*** Opening of Provided passage ***

CHAPTER XVI. The Accademia
Michelangelo - The David - The tomb of Julius - A contrast - Fra Angelico - The beatific painter - Cimabue and Giotto - Masaccio - Gentile da Fabriano - Domenico Ghirlandaio - Fra Angelico again - Fra Bartolommeo - Perugino - Botticelli - The "Primavera" - Leonardo da Vinci and Verrocchio - Botticelli's sacred pictures - Botticini - Tapestries of Eden.
The Accademia delle Belle Arti is in the Via Ricasoli, that street which seen from the top of the Campanile is the straightest thing in Florence, running like a ruled line from the Duomo to the valley of the Mugnone. Upstairs are modern painters: but upstairs I have never been. It is the ground-floor rooms that are so memorable, containing as they do a small but very choice collection of pictures illustrating the growth of Italian art, with particular emphasis on Florentine art; the best assemblage of the work of Fra Angelico that exists; and a large gallery given up to Michelangelo's sculpture: originals and casts. The principal magnets that draw people here, no doubt, are the Fra Angelicos and Botticelli's "Primavera"; but in five at least of the rooms there is not an uninteresting picture, while the collection is so small that one can study it without fatigue - no little matter after the crowded Uffizi and Pitti.

*** Close of Provided passage ***
*** Opening of Material shown ***

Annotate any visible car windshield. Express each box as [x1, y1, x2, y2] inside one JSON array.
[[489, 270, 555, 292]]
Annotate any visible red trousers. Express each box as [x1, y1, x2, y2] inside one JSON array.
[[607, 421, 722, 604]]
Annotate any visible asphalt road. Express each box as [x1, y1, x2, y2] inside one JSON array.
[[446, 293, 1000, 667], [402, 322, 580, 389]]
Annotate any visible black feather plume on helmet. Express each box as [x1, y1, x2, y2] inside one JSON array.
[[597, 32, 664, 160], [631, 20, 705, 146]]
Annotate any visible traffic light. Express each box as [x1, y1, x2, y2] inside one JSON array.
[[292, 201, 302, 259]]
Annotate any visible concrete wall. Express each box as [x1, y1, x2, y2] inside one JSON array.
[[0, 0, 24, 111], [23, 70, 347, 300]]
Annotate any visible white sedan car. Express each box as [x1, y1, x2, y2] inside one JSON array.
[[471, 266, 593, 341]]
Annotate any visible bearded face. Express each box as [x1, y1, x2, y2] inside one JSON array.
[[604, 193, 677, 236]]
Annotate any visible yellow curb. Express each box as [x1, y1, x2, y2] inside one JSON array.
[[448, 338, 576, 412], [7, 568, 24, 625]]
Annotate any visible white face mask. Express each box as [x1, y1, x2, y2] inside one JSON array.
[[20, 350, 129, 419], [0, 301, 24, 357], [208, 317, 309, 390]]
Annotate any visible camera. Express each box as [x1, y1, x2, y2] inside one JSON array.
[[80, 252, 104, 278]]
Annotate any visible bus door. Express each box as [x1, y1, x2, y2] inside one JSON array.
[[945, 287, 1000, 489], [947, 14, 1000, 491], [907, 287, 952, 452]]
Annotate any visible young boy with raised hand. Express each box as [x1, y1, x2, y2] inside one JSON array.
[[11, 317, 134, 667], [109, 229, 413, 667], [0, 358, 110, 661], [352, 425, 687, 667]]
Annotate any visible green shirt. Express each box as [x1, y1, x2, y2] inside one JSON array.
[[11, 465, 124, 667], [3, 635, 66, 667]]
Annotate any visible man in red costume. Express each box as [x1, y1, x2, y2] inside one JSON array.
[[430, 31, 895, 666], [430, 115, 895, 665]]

*** Close of Material shown ***

Copy the entire Accademia chapter passage word for word. The records play no part in what is asked here.

# Reply to the task
CHAPTER XVI. The Accademia
Michelangelo - The David - The tomb of Julius - A contrast - Fra Angelico - The beatific painter - Cimabue and Giotto - Masaccio - Gentile da Fabriano - Domenico Ghirlandaio - Fra Angelico again - Fra Bartolommeo - Perugino - Botticelli - The "Primavera" - Leonardo da Vinci and Verrocchio - Botticelli's sacred pictures - Botticini - Tapestries of Eden.
The Accademia delle Belle Arti is in the Via Ricasoli, that street which seen from the top of the Campanile is the straightest thing in Florence, running like a ruled line from the Duomo to the valley of the Mugnone. Upstairs are modern painters: but upstairs I have never been. It is the ground-floor rooms that are so memorable, containing as they do a small but very choice collection of pictures illustrating the growth of Italian art, with particular emphasis on Florentine art; the best assemblage of the work of Fra Angelico that exists; and a large gallery given up to Michelangelo's sculpture: originals and casts. The principal magnets that draw people here, no doubt, are the Fra Angelicos and Botticelli's "Primavera"; but in five at least of the rooms there is not an uninteresting picture, while the collection is so small that one can study it without fatigue - no little matter after the crowded Uffizi and Pitti.